[Stored data entries]
** Start **

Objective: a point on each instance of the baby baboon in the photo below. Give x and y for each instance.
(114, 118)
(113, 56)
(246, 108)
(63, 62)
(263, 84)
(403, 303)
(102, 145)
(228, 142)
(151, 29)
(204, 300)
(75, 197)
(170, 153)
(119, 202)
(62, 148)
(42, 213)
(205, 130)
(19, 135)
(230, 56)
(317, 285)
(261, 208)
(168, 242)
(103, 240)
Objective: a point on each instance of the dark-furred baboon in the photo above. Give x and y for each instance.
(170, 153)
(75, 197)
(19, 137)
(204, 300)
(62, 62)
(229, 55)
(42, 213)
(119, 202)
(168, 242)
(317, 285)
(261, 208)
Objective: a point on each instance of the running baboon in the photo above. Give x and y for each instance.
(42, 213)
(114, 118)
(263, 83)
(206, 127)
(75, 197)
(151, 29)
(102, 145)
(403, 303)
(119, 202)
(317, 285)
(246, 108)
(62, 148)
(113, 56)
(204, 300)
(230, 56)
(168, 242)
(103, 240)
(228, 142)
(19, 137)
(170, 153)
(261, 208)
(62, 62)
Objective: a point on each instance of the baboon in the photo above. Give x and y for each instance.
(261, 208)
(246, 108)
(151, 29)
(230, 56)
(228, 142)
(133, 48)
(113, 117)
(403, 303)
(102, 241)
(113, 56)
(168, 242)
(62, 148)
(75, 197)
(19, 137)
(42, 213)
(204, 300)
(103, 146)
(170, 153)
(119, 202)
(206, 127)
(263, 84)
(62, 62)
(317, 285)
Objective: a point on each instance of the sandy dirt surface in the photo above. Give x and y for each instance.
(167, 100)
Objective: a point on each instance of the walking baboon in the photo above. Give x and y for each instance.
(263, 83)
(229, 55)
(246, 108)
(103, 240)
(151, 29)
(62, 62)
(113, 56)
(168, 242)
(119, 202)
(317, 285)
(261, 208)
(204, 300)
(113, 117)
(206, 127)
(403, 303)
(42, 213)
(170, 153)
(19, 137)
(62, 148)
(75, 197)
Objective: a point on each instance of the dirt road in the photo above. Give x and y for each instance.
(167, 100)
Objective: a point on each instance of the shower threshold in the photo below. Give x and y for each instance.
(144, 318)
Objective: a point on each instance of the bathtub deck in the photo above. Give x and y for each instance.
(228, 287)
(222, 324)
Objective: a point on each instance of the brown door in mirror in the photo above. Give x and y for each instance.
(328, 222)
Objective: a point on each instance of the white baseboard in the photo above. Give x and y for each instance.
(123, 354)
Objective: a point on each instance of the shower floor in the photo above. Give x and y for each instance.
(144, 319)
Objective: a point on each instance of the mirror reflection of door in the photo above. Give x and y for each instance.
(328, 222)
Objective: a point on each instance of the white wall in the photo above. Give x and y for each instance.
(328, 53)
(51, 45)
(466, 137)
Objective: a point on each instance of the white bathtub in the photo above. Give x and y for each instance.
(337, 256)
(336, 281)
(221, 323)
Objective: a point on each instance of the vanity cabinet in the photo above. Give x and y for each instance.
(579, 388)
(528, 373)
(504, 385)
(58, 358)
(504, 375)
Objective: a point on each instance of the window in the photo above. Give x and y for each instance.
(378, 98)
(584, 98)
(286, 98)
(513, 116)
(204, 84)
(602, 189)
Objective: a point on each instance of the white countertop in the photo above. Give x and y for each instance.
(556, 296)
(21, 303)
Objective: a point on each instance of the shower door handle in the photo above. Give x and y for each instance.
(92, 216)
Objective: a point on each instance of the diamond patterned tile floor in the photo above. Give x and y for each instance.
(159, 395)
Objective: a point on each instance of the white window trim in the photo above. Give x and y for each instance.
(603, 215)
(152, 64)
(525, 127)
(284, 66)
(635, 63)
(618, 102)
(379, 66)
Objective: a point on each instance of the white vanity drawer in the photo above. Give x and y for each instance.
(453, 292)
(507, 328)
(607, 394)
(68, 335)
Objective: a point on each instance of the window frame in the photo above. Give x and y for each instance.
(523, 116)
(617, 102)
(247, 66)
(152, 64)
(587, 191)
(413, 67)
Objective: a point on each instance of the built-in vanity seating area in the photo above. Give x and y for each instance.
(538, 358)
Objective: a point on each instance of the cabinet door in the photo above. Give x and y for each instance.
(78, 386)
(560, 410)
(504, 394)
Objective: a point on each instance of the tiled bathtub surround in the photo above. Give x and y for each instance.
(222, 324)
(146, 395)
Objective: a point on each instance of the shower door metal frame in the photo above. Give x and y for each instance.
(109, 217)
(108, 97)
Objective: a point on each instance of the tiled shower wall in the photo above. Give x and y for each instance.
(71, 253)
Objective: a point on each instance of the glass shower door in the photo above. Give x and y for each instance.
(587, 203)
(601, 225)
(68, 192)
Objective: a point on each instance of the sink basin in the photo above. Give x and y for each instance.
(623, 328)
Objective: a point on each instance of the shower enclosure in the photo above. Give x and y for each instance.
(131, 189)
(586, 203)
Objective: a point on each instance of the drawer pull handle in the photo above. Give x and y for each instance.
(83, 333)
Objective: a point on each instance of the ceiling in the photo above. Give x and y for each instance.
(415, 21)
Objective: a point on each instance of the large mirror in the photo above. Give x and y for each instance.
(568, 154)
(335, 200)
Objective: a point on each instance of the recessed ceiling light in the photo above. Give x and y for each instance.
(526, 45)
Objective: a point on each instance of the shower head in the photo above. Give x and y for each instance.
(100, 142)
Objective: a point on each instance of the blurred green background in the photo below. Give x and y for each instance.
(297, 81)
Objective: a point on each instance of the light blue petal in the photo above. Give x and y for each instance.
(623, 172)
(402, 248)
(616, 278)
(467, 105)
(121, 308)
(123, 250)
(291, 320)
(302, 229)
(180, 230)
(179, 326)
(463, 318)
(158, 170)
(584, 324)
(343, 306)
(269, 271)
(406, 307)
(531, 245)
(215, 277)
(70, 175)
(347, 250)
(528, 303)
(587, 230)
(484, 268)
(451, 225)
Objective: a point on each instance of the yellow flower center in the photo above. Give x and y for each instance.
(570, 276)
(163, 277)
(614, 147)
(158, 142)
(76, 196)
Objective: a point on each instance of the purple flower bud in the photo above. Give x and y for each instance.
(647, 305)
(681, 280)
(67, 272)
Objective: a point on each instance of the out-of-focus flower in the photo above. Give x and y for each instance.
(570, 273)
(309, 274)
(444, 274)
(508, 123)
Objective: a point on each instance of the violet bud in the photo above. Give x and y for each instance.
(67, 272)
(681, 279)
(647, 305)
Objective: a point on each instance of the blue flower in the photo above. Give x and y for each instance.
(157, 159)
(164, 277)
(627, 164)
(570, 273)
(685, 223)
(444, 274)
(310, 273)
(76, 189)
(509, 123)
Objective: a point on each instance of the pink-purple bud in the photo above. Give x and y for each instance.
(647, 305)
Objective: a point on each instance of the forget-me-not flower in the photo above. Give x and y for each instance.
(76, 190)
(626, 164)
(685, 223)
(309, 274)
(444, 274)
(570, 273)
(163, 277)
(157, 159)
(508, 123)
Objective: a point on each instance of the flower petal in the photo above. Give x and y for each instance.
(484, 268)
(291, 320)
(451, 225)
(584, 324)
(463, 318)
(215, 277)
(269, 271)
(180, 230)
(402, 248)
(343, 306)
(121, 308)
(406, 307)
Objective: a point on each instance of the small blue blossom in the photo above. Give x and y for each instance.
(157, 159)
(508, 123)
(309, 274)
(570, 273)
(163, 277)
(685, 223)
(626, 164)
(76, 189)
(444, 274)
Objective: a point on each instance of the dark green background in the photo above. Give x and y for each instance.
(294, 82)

** End **

What you will do: Rewrite the lines from the one containing "Objective: a point on each instance of the out-of-focus" through the last line, replacing "bud" with "flower bud" and leaving everything else as it is.

Worked answer:
Objective: a point on each instance of the out-of-focus flower in the photo above. Give x and y for each instance.
(570, 273)
(309, 274)
(444, 274)
(508, 123)
Objective: a point on each instance of the violet flower bud in the photo above. Give x and y for each instance.
(67, 272)
(681, 279)
(647, 305)
Objective: a point on each instance of the blue flower in the photo above. Give x and y for each instance.
(157, 159)
(164, 277)
(627, 164)
(570, 273)
(685, 223)
(444, 274)
(310, 273)
(76, 189)
(509, 123)
Objective: a point on each instance of the pink-purple flower bud in the photo above. Give x and y for each instance.
(647, 305)
Objective: a point on each instance of the forget-me-not flower in the photo above. Give x and y for each instance.
(76, 190)
(626, 164)
(685, 223)
(309, 274)
(444, 274)
(570, 273)
(163, 277)
(157, 159)
(508, 123)
Objective: a point on each instance of the flower petal in the photo above. Give x and y for each instance.
(484, 268)
(291, 320)
(451, 225)
(584, 324)
(463, 318)
(215, 277)
(269, 271)
(180, 230)
(402, 248)
(343, 306)
(121, 308)
(406, 307)
Objective: a point on each instance of the small blue blossom in the photo above. Give x and y for each instance.
(157, 159)
(508, 123)
(309, 274)
(570, 273)
(163, 277)
(685, 223)
(626, 164)
(76, 189)
(444, 274)
Objective: a point on each instance of the dark green background in the photo above. Give x and y for each instance.
(294, 82)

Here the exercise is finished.